[Coordinate labeling data]
⁂

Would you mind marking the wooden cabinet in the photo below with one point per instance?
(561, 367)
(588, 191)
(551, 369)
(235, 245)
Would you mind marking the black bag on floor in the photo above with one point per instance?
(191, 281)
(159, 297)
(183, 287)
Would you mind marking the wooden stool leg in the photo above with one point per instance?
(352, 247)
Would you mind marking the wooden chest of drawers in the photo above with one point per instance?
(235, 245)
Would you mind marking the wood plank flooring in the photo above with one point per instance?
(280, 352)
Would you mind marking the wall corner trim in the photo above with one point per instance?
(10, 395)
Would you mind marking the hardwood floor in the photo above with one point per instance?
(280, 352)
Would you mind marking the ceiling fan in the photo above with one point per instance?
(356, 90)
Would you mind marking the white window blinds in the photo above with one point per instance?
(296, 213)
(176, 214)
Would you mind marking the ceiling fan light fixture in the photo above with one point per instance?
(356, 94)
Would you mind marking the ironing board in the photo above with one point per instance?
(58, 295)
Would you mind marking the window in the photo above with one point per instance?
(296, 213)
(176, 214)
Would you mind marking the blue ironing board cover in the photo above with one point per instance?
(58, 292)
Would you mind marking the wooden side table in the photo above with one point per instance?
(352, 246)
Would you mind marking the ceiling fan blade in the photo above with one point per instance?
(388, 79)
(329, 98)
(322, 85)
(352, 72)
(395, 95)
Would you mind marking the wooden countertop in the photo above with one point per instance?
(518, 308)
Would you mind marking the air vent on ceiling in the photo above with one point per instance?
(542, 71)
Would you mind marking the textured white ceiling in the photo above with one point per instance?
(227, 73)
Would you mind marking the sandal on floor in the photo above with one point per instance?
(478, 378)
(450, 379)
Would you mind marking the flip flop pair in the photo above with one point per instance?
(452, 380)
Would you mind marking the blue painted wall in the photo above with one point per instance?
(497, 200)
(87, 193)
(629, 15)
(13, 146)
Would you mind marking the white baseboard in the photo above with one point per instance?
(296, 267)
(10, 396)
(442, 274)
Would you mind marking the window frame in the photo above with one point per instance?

⁂

GOAL OF THE EXERCISE: Go back to the data above and please quote exactly, and only, the lines from the line with "Would you mind marking the wooden countertop" through its last line.

RESPONSE TO THIS EXERCISE:
Would you mind marking the wooden countertop in the photo above with one point per instance?
(518, 308)
Would you mind marking the air vent on ceiling in the photo above with one point per instance?
(542, 71)
Would you mind marking the textured white ceiling in the photo above with one point per instance?
(227, 73)
Would you mind marking the sandal on floor in the photo above with one point per instance?
(478, 378)
(450, 379)
Would you mind marking the flip flop pair in the photo above with one point per instance?
(452, 380)
Would you mind marking the blue painted wall in the photo above with one point per instance?
(497, 200)
(87, 193)
(629, 15)
(13, 146)
Would you mind marking the white baseboard in the photo above with one point per instance?
(296, 267)
(10, 396)
(442, 274)
Would you mind marking the window frame in the photo above with one point per instance?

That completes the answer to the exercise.